Stored entries:

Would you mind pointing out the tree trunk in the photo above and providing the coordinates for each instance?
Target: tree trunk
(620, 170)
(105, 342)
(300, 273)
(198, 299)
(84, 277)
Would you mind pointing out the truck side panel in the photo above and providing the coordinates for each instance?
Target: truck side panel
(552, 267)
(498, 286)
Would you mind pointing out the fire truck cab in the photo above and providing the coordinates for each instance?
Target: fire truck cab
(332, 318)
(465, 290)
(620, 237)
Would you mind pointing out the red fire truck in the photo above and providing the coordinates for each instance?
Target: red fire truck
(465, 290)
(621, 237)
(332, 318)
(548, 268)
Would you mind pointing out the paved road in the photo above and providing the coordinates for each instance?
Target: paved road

Directions: Set down exactly the lines that begin with the one containing "Target: fire truck cab" and end with the last line above, and no others.

Task result:
Target: fire truck cab
(332, 318)
(465, 290)
(620, 237)
Would you mind pointing out the red fire truck in the photo above and providing the coordinates for each instance?
Target: red fire truck
(465, 290)
(621, 237)
(332, 318)
(548, 268)
Would you mind pointing out the paved road in the photo above and providing the coordinates for each instance?
Target: paved road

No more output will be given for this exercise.